Location annotation dataset excerpts:
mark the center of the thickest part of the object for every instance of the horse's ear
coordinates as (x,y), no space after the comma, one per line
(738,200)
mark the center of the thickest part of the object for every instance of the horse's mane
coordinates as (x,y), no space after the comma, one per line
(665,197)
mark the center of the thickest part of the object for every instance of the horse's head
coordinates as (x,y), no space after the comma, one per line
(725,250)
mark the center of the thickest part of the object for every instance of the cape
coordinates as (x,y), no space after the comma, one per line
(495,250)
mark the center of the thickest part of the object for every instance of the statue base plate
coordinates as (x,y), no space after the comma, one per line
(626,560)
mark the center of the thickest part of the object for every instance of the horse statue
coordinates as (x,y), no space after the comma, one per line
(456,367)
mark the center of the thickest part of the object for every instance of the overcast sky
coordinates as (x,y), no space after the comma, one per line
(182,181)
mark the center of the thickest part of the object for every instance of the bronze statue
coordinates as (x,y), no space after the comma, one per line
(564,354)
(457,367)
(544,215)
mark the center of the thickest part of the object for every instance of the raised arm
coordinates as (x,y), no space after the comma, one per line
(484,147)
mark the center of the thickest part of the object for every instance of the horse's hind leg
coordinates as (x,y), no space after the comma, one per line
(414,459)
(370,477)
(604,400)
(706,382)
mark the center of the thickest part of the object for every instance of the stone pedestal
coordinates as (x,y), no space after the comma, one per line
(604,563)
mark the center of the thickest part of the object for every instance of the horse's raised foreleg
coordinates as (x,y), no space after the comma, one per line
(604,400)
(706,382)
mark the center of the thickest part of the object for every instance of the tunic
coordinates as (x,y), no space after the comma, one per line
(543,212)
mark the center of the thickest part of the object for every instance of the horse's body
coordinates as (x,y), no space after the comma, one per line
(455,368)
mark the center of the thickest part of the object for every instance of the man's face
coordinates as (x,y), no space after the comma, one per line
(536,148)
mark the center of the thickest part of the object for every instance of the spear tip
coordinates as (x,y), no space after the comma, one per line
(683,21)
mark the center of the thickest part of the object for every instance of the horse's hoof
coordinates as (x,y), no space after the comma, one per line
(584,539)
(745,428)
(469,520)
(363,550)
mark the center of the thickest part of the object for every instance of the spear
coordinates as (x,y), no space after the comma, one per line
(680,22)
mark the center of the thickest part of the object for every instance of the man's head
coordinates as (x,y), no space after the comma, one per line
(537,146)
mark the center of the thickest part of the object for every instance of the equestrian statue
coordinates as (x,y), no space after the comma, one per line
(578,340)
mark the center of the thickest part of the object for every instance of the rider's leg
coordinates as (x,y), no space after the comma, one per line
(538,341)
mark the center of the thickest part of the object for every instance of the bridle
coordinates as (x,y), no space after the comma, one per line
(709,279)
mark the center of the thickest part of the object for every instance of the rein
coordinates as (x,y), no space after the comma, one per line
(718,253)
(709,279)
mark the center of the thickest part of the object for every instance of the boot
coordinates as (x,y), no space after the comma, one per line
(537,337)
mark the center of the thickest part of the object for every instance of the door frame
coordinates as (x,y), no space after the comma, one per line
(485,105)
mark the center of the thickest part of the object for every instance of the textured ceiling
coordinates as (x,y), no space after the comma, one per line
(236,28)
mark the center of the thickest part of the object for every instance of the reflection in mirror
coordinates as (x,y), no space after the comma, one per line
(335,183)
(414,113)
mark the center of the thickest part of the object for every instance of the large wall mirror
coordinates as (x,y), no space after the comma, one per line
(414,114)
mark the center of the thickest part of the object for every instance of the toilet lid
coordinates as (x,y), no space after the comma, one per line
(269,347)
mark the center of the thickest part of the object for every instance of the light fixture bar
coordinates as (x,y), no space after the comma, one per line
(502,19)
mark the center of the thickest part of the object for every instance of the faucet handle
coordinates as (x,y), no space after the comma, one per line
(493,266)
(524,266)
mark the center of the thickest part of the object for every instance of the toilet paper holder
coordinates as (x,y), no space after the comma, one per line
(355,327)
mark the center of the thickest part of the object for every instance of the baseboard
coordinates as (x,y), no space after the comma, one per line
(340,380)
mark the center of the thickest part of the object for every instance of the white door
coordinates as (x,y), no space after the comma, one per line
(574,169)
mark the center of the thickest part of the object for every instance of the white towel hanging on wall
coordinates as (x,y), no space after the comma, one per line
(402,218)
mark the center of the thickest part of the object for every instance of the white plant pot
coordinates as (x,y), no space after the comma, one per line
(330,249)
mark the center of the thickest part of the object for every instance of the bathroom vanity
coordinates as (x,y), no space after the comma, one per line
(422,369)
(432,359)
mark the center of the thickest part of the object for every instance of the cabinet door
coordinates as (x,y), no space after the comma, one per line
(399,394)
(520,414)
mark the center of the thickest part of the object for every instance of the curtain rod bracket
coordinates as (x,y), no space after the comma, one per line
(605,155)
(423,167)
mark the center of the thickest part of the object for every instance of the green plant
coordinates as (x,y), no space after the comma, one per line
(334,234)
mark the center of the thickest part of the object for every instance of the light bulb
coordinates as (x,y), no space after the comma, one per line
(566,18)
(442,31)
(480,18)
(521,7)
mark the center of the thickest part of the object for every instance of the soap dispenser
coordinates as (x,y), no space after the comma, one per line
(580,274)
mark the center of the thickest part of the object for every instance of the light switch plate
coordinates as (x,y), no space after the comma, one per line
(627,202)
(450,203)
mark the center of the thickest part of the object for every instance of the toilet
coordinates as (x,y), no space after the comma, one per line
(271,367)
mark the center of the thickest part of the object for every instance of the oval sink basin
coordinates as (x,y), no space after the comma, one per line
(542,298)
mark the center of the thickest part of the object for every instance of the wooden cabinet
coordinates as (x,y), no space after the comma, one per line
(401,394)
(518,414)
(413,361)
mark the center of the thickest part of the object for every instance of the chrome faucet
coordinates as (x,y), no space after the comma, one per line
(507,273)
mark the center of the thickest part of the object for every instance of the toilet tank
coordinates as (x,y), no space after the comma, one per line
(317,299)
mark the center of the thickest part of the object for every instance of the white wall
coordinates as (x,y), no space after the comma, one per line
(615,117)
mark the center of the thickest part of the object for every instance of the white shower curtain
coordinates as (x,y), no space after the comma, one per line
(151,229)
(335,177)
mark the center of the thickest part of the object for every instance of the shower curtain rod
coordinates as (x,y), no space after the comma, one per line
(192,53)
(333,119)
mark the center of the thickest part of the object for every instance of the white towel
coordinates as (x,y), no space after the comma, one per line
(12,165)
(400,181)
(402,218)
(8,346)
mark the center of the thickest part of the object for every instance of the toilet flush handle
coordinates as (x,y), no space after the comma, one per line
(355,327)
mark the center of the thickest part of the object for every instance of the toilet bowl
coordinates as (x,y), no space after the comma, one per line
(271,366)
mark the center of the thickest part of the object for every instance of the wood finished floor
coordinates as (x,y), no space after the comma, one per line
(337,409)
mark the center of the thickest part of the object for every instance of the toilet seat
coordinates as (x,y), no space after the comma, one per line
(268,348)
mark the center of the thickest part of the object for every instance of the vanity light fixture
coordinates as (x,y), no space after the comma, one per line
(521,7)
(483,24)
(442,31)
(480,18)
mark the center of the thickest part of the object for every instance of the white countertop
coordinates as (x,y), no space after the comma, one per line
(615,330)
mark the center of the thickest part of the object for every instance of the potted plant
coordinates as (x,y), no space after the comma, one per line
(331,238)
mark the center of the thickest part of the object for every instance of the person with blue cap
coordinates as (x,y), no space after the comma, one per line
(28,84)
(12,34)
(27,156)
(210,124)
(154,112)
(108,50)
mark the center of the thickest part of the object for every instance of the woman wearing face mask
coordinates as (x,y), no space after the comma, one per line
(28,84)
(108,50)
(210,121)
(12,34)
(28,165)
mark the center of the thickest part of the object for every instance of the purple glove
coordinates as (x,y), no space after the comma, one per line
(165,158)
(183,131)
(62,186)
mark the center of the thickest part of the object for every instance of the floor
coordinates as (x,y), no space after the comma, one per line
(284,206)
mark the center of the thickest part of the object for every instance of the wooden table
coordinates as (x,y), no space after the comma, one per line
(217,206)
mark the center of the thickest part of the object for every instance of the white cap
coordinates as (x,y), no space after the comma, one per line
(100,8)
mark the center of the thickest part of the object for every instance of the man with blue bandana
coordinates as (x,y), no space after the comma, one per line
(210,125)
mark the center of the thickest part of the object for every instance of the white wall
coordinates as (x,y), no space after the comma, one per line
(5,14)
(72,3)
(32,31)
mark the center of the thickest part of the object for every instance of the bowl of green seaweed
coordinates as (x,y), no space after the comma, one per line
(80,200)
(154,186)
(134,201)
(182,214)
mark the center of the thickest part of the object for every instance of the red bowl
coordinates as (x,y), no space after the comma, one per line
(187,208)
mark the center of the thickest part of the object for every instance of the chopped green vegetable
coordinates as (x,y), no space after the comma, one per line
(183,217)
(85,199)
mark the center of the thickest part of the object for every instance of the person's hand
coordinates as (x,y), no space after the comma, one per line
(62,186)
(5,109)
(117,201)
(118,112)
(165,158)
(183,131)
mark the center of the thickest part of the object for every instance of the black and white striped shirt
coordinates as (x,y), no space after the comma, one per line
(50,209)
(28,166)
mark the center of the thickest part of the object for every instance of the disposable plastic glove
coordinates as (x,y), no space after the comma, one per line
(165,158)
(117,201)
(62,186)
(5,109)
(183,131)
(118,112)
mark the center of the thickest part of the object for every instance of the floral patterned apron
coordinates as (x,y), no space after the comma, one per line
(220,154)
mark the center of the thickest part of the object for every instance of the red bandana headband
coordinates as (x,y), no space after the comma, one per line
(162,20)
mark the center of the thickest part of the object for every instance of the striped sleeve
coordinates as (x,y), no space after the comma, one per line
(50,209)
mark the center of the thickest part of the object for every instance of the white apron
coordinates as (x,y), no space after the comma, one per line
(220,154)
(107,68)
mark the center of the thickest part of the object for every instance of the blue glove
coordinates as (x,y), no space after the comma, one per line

Exercise: The lines to reproduce run from the line containing "the person's hand" to the end of the listing; write them out exactly and add nothing.

Answer to the task:
mark the center of the thickest part of the object for every instance of the person's hand
coordinates as (x,y), no space after the comma, one per line
(62,186)
(5,109)
(117,201)
(118,112)
(165,158)
(183,131)
mark the center of the thickest part of the object for every instance of the black and white striped shirt
coordinates as (x,y), no space after the comma, one per line
(50,209)
(28,166)
mark the center of the thickest part of the object for every instance of the disposable plastic glove
coordinates as (x,y), no space after the comma, one per line
(165,158)
(117,201)
(62,186)
(5,109)
(183,131)
(118,112)
mark the center of the thickest part of the object for every instance of the floral patterned apron
coordinates as (x,y), no space after the comma, one per line
(220,154)
mark the center of the thickest part of the object for every instance of the red bandana headband
coordinates as (x,y), no space after the comma, one per line
(162,20)
mark the center of the thickest part of the object for every instance of the striped sleeve
coordinates as (x,y), no space after the comma, one per line
(50,209)
mark the center of the thickest part of the object for every instance of the white apron
coordinates as (x,y), no space after the comma, one per line
(220,154)
(107,68)
mark the center of the thickest part of the object for every instance of the blue glove
coordinates as (x,y), no space after the comma, one per line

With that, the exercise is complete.